==== Фрагмент документа

Эта иллюзия не была разрушена ни донесениями наших разведчиков, наблюдавших приготовления к переправе и обнаруживших большие биваки японцев к северо-востоку от Ичжу, ни усиленной рекогносцировкой, предпринятой 16 апреля 4 ротами с 2 конно-охотнич. командами и 2 орудиями, под начальством Генерального штаба подполковника Линда. Этот отряд, поддержанный огнем 4 орудий от д. Потетынза, сбил роту японского охранения у Сындягоу и на Тигровом холме, заставил японцев открыть огонь частью батарей, ночью установил своими разведчиками переправу японцев в устьях Амбихэ, а 18 апреля обнаружил и движение от Амбихэ бригады 12‑й дивизии, после чего вернулся к Потетынза.

========
==== Выборка записей

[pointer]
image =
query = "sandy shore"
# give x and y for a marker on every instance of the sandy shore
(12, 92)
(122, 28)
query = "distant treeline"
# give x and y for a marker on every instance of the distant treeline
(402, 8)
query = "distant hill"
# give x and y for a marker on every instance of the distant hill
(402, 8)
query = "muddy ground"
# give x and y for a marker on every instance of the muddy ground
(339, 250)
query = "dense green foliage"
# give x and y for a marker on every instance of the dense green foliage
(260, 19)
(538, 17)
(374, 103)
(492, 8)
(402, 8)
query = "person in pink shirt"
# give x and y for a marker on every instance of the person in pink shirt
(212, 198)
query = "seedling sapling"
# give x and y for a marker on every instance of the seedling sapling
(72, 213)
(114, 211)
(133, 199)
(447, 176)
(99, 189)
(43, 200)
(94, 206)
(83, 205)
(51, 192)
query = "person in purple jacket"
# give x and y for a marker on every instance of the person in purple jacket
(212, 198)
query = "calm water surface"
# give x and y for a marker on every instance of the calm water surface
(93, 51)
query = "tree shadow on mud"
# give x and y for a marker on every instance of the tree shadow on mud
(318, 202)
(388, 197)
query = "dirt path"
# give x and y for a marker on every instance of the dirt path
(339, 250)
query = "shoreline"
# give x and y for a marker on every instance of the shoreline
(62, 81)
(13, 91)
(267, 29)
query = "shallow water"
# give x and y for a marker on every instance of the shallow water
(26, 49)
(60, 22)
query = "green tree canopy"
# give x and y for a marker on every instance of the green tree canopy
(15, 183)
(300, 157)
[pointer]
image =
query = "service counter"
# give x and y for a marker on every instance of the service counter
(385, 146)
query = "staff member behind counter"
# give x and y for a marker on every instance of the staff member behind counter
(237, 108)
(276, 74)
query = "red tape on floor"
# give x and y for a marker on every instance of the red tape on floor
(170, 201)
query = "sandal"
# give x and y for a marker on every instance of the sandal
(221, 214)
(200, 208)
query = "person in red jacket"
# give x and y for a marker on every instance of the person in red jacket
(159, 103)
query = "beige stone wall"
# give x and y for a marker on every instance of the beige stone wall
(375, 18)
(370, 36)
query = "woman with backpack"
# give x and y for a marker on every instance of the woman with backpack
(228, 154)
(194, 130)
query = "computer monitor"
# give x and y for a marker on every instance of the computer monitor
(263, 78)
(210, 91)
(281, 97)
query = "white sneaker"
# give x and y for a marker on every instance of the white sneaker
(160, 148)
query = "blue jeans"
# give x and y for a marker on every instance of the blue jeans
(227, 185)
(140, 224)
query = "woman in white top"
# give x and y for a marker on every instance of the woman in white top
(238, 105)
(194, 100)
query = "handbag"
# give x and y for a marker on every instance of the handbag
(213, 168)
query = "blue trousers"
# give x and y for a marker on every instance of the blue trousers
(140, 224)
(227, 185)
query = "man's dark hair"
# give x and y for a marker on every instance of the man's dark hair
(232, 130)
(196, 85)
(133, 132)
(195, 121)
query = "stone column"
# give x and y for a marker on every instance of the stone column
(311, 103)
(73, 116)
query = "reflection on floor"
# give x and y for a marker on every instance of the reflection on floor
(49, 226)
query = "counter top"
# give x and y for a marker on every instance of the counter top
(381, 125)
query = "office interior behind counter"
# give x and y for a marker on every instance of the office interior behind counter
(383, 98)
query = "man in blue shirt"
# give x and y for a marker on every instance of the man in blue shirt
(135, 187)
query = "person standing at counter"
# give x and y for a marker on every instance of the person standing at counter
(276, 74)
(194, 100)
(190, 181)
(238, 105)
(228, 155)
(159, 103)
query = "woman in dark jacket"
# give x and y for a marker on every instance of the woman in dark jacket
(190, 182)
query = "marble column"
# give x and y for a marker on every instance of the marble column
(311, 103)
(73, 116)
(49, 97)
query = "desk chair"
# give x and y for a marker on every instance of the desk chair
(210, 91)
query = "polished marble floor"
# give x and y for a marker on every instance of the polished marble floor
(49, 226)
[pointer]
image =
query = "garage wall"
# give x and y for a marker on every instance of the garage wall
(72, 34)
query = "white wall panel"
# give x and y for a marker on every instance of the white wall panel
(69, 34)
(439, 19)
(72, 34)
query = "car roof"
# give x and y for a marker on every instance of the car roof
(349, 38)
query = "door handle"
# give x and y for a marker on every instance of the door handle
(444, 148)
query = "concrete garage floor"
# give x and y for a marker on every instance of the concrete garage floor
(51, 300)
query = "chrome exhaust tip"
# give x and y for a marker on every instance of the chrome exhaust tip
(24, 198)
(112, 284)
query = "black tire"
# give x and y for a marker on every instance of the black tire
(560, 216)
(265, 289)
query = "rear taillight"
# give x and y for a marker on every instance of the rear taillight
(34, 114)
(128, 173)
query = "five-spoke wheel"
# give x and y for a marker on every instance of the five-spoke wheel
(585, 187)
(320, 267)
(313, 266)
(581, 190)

========

__Задания к упражнению__
1. Ответьте по фрагменту документа на вопросы:
(a) Какого числа была предпринята усиленная рекогносцировка?
(b) Кто командовал отрядом?
(c) Что отряд обнаружил 18 апреля?
2. Перепишите часть фрагмента документа, начиная со слов «Эта иллюзия не» и далее до слов «вернулся к Потетынза.», поставив «разведкой» вместо «рекогносцировкой».
3. Изложите абзац фрагмента документа, начинающийся словами «Эта иллюзия не была разрушена», в виде списка, сохранив основные факты.
Записи для выполнения заданий не понадобятся.

__Ответы__
1.
(a) 16 апреля.
(b) Генерального штаба подполковник Линда.
(c) Движение от Амбихэ бригады 12‑й дивизии.

2.
Эта иллюзия не была разрушена ни донесениями наших разведчиков, наблюдавших приготовления к переправе и обнаруживших большие биваки японцев к северо-востоку от Ичжу, ни усиленной разведкой, предпринятой 16 апреля 4 ротами с 2 конно-охотнич. командами и 2 орудиями, под начальством Генерального штаба подполковника Линда. Этот отряд, поддержанный огнем 4 орудий от д. Потетынза, сбил роту японского охранения у Сындягоу и на Тигровом холме, заставил японцев открыть огонь частью батарей, ночью установил своими разведчиками переправу японцев в устьях Амбихэ, а 18 апреля обнаружил и движение от Амбихэ бригады 12‑й дивизии, после чего вернулся к Потетынза.

3.
- Иллюзию не разрушили ни донесения разведчиков, ни усиленная рекогносцировка. Разведчики наблюдали приготовления к переправе и обнаружили большие биваки японцев к северо-востоку от Ичжу.
- Рекогносцировку предприняли 16 апреля 4 роты с 2 конно-охотничьими командами и 2 орудиями под начальством Генерального штаба подполковника Линда.
- При поддержке огня 4 орудий от д. Потетынза отряд сбил роту японского охранения у Сындягоу и на Тигровом холме и заставил японцев открыть огонь частью батарей.
- Ночью разведчики отряда установили переправу японцев в устьях Амбихэ.
- 18 апреля отряд обнаружил движение от Амбихэ бригады 12‑й дивизии и затем вернулся к Потетынза.